>> start

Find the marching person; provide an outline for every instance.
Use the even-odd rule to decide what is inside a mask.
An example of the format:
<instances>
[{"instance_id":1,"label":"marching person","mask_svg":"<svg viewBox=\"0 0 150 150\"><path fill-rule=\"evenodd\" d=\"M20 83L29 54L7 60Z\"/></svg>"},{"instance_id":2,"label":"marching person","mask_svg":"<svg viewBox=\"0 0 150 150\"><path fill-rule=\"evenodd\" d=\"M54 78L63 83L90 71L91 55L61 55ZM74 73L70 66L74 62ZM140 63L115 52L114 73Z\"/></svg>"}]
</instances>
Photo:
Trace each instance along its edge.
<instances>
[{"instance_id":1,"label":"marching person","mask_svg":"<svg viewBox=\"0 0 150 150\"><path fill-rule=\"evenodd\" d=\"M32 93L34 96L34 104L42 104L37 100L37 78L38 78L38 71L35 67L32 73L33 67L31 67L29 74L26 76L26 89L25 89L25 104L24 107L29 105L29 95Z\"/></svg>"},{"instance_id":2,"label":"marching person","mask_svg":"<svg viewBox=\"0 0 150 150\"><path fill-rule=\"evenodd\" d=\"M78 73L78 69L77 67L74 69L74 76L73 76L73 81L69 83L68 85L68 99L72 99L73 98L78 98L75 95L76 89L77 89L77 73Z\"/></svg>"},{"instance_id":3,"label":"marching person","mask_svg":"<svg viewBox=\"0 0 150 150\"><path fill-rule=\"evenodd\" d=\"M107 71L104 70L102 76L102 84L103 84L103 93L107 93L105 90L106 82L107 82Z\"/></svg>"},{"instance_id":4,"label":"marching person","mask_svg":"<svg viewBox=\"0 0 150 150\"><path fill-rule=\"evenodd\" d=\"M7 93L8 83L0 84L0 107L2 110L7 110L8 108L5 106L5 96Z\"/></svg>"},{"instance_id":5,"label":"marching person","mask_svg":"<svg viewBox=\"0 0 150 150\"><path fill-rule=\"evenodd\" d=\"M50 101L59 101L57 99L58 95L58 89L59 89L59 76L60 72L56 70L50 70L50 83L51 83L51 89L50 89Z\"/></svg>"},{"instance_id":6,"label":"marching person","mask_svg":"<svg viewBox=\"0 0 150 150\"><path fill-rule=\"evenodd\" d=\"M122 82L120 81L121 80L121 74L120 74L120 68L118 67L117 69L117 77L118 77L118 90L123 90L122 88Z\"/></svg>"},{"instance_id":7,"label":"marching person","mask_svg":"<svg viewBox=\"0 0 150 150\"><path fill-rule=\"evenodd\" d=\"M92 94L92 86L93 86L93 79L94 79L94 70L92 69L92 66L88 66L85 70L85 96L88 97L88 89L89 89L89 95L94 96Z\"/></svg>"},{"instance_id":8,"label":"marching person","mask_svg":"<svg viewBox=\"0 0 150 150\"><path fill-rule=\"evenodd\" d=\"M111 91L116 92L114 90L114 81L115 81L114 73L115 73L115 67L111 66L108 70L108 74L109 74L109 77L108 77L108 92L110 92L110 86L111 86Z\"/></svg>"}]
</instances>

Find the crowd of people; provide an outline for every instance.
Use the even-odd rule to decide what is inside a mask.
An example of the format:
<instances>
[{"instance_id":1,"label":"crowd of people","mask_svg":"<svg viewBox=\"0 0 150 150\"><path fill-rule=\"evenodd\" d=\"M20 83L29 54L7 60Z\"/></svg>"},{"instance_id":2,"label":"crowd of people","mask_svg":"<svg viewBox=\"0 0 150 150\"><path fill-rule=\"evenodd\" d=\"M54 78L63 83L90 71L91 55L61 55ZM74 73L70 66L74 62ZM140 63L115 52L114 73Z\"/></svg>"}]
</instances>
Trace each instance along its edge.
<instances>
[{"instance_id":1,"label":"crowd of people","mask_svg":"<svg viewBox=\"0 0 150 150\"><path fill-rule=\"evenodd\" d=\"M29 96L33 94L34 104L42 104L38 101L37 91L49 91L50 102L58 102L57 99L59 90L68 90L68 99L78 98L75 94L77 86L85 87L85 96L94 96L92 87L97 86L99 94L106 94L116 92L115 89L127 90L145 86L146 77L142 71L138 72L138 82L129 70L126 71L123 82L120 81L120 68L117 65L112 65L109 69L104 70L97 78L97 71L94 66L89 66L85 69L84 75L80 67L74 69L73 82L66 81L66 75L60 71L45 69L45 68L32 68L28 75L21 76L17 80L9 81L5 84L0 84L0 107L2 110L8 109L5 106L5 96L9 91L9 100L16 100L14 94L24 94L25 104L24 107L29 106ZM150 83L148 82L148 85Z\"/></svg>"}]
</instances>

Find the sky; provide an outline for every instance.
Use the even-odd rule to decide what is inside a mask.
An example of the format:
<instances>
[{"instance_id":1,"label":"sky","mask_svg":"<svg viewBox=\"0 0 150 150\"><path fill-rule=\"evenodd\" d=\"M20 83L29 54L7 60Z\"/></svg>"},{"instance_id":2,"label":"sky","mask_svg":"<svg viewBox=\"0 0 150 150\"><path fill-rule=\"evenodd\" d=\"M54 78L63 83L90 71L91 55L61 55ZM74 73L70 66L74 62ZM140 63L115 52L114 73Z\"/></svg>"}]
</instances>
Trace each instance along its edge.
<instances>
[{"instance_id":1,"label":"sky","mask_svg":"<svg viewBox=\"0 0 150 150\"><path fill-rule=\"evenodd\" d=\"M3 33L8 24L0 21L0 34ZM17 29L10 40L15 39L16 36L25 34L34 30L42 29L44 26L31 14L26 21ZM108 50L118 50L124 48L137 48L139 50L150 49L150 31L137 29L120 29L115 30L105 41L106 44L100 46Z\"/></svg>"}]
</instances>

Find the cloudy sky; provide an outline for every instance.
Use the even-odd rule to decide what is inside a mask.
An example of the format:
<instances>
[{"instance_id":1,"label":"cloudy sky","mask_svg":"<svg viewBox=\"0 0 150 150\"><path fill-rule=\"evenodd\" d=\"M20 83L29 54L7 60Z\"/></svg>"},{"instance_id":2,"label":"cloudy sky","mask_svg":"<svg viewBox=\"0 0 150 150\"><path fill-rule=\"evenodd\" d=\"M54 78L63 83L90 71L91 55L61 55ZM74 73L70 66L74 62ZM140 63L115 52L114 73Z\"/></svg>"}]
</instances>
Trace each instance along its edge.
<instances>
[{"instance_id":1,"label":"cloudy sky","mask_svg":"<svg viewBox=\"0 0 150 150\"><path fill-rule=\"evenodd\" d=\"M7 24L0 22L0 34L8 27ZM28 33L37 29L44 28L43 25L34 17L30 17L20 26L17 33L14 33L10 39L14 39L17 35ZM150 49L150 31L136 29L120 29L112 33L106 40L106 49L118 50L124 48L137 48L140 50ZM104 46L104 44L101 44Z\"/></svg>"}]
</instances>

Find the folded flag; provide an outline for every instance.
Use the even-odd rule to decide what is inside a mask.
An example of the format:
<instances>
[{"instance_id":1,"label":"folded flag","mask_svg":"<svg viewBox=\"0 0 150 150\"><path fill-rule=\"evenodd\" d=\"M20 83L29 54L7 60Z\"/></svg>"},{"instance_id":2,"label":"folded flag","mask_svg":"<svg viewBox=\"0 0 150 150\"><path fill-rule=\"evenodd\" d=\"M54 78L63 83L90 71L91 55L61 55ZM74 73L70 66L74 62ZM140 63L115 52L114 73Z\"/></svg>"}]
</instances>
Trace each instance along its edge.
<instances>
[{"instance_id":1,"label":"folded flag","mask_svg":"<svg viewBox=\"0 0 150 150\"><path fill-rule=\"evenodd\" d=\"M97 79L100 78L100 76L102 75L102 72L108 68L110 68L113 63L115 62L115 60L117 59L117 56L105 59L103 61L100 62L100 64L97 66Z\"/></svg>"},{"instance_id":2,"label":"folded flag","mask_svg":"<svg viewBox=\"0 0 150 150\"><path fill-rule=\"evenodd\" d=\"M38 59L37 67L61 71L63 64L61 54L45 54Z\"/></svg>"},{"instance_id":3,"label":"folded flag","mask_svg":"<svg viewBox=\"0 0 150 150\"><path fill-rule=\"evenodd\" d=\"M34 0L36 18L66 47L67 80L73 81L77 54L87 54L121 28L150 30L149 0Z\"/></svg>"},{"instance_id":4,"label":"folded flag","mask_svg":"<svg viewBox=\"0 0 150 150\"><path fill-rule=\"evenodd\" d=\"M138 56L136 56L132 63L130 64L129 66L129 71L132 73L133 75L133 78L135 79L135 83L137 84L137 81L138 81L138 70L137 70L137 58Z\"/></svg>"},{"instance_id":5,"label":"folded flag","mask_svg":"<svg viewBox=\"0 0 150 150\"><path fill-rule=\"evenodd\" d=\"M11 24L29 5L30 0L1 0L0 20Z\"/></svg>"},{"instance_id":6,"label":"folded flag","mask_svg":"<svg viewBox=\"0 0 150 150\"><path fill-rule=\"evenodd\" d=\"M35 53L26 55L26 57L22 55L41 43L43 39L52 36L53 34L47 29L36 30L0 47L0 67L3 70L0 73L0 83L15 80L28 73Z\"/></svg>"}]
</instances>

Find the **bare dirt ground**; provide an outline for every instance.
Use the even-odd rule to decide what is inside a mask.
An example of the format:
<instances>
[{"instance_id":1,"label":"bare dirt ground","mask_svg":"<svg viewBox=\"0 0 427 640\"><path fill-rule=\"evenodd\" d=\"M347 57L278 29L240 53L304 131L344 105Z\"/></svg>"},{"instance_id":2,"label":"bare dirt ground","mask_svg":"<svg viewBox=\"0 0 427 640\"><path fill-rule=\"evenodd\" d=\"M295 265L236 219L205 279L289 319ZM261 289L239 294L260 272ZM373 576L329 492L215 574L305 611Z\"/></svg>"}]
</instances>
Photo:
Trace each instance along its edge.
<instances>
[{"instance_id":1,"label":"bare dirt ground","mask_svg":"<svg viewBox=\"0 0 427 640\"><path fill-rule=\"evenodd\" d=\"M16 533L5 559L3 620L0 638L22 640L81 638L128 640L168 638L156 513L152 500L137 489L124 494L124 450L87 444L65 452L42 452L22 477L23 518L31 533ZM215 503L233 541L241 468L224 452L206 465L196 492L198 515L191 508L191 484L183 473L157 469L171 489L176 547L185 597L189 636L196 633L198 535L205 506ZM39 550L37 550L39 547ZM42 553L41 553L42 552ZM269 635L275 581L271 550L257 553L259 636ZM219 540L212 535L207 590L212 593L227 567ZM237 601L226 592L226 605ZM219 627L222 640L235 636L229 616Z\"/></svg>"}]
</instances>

>> end

The lines to quote run from the one containing "Find the **bare" through the final line of the material above; please give them exactly, both ends included, and nothing else.

### RESULT OF THIS EXERCISE
Find the **bare dirt ground**; provide an outline for every instance.
Use the even-odd rule to decide what is inside a mask.
An example of the format:
<instances>
[{"instance_id":1,"label":"bare dirt ground","mask_svg":"<svg viewBox=\"0 0 427 640\"><path fill-rule=\"evenodd\" d=\"M347 57L278 29L240 53L304 131L344 105Z\"/></svg>"},{"instance_id":2,"label":"bare dirt ground","mask_svg":"<svg viewBox=\"0 0 427 640\"><path fill-rule=\"evenodd\" d=\"M295 265L236 219L205 279L289 319ZM261 289L239 294L260 272ZM373 576L329 492L215 574L305 611Z\"/></svg>"}]
</instances>
Photo:
Trace each instance along its edge.
<instances>
[{"instance_id":1,"label":"bare dirt ground","mask_svg":"<svg viewBox=\"0 0 427 640\"><path fill-rule=\"evenodd\" d=\"M16 533L5 559L3 620L0 638L22 640L81 638L128 640L168 638L156 513L152 500L137 489L124 494L124 450L87 444L65 452L42 452L22 477L23 518L31 533ZM215 503L233 541L241 468L224 452L206 465L196 492L198 515L191 508L191 484L183 473L157 469L171 489L176 547L185 597L189 636L196 633L198 535L205 506ZM39 550L37 550L39 547ZM42 553L41 553L42 552ZM269 635L275 581L271 550L257 553L259 636ZM219 540L212 535L207 590L212 593L227 567ZM237 601L226 592L226 605ZM219 627L222 640L235 636L229 616Z\"/></svg>"}]
</instances>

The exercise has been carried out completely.